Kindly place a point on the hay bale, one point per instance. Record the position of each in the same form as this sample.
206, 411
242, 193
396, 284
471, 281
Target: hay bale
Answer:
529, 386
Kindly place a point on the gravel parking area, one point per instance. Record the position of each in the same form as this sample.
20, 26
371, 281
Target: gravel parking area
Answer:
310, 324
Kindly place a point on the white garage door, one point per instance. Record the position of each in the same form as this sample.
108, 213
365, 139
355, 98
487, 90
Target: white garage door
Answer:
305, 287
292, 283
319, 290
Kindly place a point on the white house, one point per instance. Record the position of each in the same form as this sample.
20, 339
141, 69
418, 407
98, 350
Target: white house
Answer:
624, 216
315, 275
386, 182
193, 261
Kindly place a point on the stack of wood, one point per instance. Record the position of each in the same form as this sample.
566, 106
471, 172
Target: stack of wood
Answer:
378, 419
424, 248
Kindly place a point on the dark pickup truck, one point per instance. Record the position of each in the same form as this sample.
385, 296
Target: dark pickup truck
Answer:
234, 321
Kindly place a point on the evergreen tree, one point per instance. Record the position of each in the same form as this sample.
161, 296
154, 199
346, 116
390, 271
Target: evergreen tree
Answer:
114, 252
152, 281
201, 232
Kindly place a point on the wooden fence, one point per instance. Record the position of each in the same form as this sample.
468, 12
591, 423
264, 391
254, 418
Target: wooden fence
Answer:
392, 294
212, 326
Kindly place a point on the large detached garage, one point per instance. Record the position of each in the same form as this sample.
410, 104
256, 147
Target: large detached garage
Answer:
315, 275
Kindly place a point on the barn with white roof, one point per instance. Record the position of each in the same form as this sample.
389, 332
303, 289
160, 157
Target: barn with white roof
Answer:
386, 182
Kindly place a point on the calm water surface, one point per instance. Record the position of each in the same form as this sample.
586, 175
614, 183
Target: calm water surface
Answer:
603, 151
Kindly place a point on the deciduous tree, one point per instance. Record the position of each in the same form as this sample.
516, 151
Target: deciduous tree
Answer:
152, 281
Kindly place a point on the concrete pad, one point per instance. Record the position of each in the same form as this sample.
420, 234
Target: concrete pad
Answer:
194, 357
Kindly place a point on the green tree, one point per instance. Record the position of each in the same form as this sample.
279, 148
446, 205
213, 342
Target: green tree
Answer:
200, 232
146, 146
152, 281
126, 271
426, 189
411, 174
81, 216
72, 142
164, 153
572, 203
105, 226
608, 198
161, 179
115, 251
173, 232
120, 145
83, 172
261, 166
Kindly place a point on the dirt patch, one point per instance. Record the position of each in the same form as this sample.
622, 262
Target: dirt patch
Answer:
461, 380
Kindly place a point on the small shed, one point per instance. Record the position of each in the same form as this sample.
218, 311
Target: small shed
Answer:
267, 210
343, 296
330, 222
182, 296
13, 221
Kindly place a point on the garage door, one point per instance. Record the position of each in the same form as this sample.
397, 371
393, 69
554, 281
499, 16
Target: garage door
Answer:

◆ ◆ ◆ ◆ ◆ ◆ ◆

[Required action]: Go through the listing above and restate it word for word.

[Exercise answer]:
Kindly place a point on the hay bale, one point per instance. Record the position of each in the same form as this sample.
206, 411
242, 193
396, 284
471, 281
Target: hay bale
Answer:
529, 386
Kindly place a point on the gravel parking area, one point per instance. Record the position of each in the same form as this sample.
20, 26
371, 281
Target: gravel parking area
Answer:
310, 324
Kindly place a point on the white garage door, one point per instance. Record the position of each in the same form as this sample.
108, 213
365, 139
355, 98
487, 90
Target: white garage door
Answer:
305, 287
292, 283
319, 290
Kindly place a point on the white house, one point per instance. Record the position of each in the same form as this sample.
20, 339
141, 69
418, 407
98, 350
Target: white house
Answer:
624, 216
315, 275
386, 182
193, 261
Kindly place a point on the stack of wood, one point per instance. Record the position of each in the same form as this sample.
566, 106
471, 172
Target: stack of wood
Answer:
378, 419
424, 248
Kindly place a point on the dark pickup truck, one point per instance. Record the position of each in the same form as this sample.
385, 296
Target: dark pickup truck
Answer:
234, 321
Kindly place a point on the evergreen tree, one point per instance. Record the position of each in the same form as this sample.
161, 296
154, 199
346, 116
390, 271
Target: evergreen tree
Answer:
114, 252
152, 281
201, 232
Kindly place a point on the wooden fence, one point per instance. Record the position of each in the same form as this sample.
468, 12
591, 423
264, 391
254, 418
Target: wooden fence
Answer:
392, 294
212, 326
Kindly place a point on the large detached garage, one point per instance. Record the position of each in the same form as this sample.
410, 104
256, 147
Target: large detached garage
Answer:
315, 275
Kindly place a point on the barn with white roof, one point per instance. Record the position of each in the same form as this sample.
389, 332
303, 289
160, 157
Target: barn with white roof
Answer:
386, 182
Kindly place a point on the calm water surface, one point per instance. Record the position of each in the same form as this sample.
586, 175
614, 183
Target: calm water surface
Answer:
603, 151
Kindly place a point on the deciduous tree, one point per instance. Record the position of each in the same form as this sample.
516, 151
Target: deciduous tree
Answer:
152, 281
Kindly place a point on the concrete pad, one point per instance. Record the position of each in the same form as this sample.
420, 234
Target: concrete pad
Answer:
194, 357
Kindly place a point on the green tree, one point per instance. Record the position of each in the same form as this sample.
279, 148
446, 205
213, 342
Target: green tree
Answer:
200, 232
146, 146
152, 281
126, 271
426, 189
411, 174
81, 216
72, 142
164, 153
572, 203
105, 226
608, 198
161, 179
115, 251
173, 232
120, 145
83, 172
261, 166
Kindly place a point on the dirt patch, one point per instance. Record the position of each in the same form as this sample.
622, 262
Target: dirt patch
Answer:
461, 380
Kindly place a point on the small shed, one point per instance. Record the position of each in the same form as this sample.
218, 311
Target: small shed
Answer:
267, 210
343, 296
330, 222
182, 296
13, 221
Kindly place a point on the garage door, one point per instance. Record the position of each in the same form as this sample.
397, 371
393, 69
554, 281
499, 16
Target: garage door
Answer:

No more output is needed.